Count the lines in the data below that contain the string "shirt". Case matters. Reply with the number alone.

Records taken from a data source
## BEGIN

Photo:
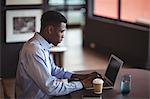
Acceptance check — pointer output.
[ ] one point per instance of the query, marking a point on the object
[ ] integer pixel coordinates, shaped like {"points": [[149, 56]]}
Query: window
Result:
{"points": [[106, 8], [74, 10], [133, 11]]}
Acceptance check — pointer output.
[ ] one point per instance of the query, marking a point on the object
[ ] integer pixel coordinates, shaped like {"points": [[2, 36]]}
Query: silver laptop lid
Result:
{"points": [[114, 65]]}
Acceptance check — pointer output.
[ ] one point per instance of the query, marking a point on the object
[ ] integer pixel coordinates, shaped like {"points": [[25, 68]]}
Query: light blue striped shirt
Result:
{"points": [[37, 75]]}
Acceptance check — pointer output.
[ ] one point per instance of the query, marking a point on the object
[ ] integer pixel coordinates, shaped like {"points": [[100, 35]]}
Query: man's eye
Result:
{"points": [[62, 31]]}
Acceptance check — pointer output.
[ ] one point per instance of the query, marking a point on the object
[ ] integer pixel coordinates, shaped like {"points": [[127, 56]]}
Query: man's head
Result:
{"points": [[53, 25]]}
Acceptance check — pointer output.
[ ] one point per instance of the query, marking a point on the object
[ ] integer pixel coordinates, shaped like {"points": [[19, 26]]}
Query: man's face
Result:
{"points": [[57, 34]]}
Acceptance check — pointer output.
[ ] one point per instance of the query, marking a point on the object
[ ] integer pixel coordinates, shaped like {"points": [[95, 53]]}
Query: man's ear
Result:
{"points": [[50, 29]]}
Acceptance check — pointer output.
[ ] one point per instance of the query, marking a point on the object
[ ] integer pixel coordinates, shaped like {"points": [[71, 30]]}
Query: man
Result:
{"points": [[37, 75]]}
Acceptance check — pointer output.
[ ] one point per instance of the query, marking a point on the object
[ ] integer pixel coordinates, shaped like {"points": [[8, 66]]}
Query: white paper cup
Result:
{"points": [[98, 85]]}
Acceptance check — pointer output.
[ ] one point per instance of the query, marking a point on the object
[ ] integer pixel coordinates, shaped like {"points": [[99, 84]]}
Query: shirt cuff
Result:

## END

Solution for this problem: 2